*** Opening of Provided information ***

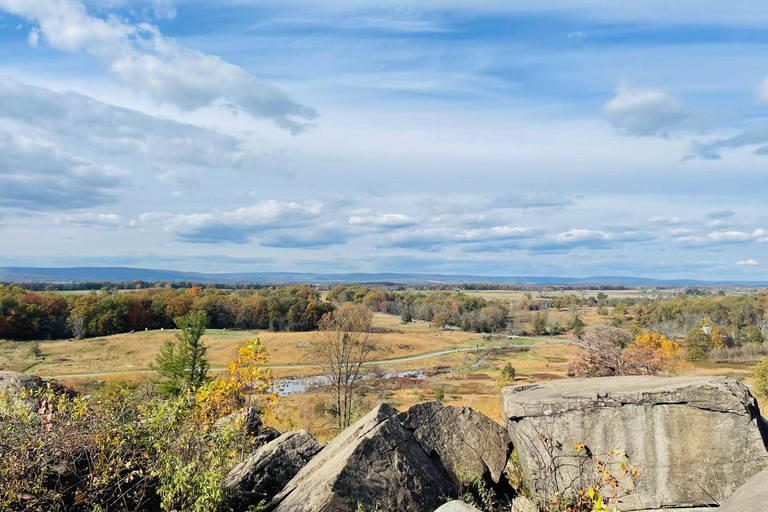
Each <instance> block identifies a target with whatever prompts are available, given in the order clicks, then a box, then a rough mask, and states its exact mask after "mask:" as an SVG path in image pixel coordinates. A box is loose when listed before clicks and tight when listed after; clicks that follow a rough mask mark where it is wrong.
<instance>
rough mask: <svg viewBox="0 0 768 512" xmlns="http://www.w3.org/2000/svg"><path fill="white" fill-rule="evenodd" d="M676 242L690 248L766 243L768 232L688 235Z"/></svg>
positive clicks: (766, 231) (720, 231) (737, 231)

*** Close of Provided information ***
*** Opening of Provided information ***

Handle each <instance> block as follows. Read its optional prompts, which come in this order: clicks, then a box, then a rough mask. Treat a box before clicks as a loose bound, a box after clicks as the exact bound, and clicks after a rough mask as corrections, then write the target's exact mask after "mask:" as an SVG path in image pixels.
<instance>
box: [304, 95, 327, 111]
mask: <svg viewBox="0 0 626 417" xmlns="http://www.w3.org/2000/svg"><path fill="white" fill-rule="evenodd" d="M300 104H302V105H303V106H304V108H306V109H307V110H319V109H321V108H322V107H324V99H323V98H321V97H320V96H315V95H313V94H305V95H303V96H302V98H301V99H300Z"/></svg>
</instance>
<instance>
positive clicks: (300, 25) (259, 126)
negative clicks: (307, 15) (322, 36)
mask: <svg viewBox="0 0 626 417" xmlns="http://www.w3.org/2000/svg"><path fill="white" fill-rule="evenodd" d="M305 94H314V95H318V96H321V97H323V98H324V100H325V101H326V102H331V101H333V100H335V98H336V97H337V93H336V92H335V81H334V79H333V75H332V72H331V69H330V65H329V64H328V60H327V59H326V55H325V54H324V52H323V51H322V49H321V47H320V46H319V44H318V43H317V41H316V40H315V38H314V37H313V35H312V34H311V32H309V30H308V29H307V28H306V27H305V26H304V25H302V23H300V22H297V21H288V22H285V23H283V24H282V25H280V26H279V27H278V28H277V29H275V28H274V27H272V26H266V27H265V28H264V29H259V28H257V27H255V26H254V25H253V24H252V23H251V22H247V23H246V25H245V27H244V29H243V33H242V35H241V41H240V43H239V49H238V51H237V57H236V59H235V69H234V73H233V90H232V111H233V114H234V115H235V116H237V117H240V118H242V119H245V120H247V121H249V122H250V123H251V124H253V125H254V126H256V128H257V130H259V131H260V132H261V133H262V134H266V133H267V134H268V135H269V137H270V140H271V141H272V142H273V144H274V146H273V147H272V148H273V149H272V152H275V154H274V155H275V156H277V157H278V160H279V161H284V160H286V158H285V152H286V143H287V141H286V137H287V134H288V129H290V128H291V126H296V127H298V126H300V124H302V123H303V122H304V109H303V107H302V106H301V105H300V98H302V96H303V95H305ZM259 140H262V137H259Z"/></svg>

*** Close of Provided information ***
*** Opening of Provided information ***

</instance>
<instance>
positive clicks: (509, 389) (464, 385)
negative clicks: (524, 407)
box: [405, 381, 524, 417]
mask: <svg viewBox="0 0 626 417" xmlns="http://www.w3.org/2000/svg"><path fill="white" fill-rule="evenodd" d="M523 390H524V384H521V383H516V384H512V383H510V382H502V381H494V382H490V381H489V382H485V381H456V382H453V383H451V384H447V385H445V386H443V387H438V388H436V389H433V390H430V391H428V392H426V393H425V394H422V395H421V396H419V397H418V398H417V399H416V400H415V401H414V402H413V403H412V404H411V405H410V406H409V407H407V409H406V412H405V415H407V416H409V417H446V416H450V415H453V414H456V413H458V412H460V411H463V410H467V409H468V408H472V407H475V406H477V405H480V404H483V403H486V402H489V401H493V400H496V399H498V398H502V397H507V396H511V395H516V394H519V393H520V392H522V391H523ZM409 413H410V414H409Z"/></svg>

*** Close of Provided information ***

Requirement:
Return only the stretch of the material above from the line holding "Each <instance> block identifies" through the line holding "rough mask: <svg", copied exactly.

Exercise response:
Each <instance> block identifies a target with whatever prompts are available, given in the order clicks, then a box, then a rough mask, and states its exact mask after "mask:" as an SVG path in image pixel coordinates. A box is loose when listed before clicks and tight when listed after; clicks that follow a rough mask mark where it is wrong.
<instance>
rough mask: <svg viewBox="0 0 768 512" xmlns="http://www.w3.org/2000/svg"><path fill="white" fill-rule="evenodd" d="M676 242L690 248L766 243L768 232L688 235Z"/></svg>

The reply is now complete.